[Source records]
Segment Open
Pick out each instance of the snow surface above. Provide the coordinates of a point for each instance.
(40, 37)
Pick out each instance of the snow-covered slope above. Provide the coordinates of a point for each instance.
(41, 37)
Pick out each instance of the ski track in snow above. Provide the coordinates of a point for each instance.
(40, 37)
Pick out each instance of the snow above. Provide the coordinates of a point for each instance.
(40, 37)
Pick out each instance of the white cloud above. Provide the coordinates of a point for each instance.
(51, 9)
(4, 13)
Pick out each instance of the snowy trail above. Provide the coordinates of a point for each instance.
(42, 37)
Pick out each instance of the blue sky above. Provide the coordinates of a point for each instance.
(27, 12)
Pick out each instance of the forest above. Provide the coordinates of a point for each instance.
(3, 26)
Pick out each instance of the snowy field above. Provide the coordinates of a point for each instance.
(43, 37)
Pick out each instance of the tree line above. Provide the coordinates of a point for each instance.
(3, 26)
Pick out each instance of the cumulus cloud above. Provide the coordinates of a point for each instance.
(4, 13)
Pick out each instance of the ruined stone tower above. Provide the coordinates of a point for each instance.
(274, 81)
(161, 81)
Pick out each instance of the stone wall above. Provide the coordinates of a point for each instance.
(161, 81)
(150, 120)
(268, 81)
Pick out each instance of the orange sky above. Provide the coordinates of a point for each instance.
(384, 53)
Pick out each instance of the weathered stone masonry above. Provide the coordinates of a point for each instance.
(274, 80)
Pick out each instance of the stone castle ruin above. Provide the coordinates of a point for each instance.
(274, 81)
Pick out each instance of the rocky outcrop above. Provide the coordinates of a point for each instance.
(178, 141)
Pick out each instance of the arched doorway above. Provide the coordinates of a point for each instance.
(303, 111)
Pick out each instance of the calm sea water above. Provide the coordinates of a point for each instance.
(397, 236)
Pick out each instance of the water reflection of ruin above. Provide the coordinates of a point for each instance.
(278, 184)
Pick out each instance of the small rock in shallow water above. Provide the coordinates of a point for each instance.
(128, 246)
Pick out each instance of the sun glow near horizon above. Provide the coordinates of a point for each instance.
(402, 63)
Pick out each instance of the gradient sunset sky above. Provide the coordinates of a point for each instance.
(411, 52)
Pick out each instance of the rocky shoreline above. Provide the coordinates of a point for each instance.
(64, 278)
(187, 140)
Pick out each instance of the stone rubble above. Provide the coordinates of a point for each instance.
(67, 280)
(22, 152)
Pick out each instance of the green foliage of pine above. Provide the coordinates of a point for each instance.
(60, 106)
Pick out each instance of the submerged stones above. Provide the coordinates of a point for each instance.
Segment Closed
*What is required*. Repeat every record, keeping each line exactly as it is.

*Exercise solution*.
Pick out each instance of the snow surface above. Provide the coordinates of a point for each instance.
(40, 37)
Pick out each instance of the snow-covered slope above. Provide the coordinates of a point for each instance.
(41, 37)
Pick out each instance of the ski track in snow above. Provide the coordinates of a point for each instance.
(40, 37)
Pick out each instance of the snow above. Provide the coordinates of a point for each instance.
(40, 37)
Pick out each instance of the white cloud above. Provide the coordinates of a point for each instance.
(51, 9)
(4, 13)
Pick out each instance of the snowy trail above. Provide the coordinates of a point for each instance.
(42, 37)
Pick out each instance of the blue sky above. Provide the coordinates of a point for each instance.
(27, 12)
Pick out each instance of the forest above. Provide the coordinates of a point for each instance.
(3, 26)
Pick out each instance of the snowy field above. Provide the coordinates of a point for each instance.
(43, 37)
Pick out each instance of the tree line above. Provide the coordinates of a point for each instance.
(3, 26)
Pick out each instance of the cumulus cloud above. Provide the coordinates of a point for each instance.
(4, 13)
Pick out each instance of the ruined stone tower above. Provide the coordinates of a point for each instance.
(274, 81)
(161, 81)
Pick out each instance of the stone wall above. Provide the coordinates of a point for each instance.
(161, 81)
(150, 120)
(268, 81)
Pick out each instance of the orange sky above. Provide the coordinates of a point for each instance.
(384, 53)
Pick out each instance of the weathered stone masonry above. Provide the coordinates of a point for each instance.
(274, 80)
Pick out each instance of the stone castle ruin above. Provide the coordinates of a point for each instance.
(274, 81)
Pick out each instance of the rocky outcrop above. Provide the coordinates of a point for each instance.
(178, 141)
Pick out each instance of the arched doorway above. Provide the coordinates of a point for each instance.
(303, 111)
Pick out each instance of the calm sea water above. Provide the coordinates of a point for each instance.
(397, 236)
Pick out each instance of the water reflection of ruin above. Provide the coordinates of a point for each instance.
(278, 184)
Pick out each instance of the small rock in shallow water above. Provide the coordinates of a point for each instance.
(128, 246)
Pick out each instance of the sun glow near horizon above. Provide the coordinates of a point for each instance.
(402, 63)
Pick out each instance of the gradient sunset sky above. Provide the coordinates of a point for each instance.
(411, 52)
Pick out each instance of the rocky shoreline above. Provide the coordinates of a point for each instance.
(64, 278)
(187, 140)
Pick out each instance of the stone rubble above. Provide the coordinates of a point for each instance.
(67, 280)
(22, 152)
Pick out each instance of the green foliage of pine above. Provide the coordinates of a point for each instance.
(60, 106)
Pick out each instance of the submerged stones above. Provide the coordinates of a point for each instance.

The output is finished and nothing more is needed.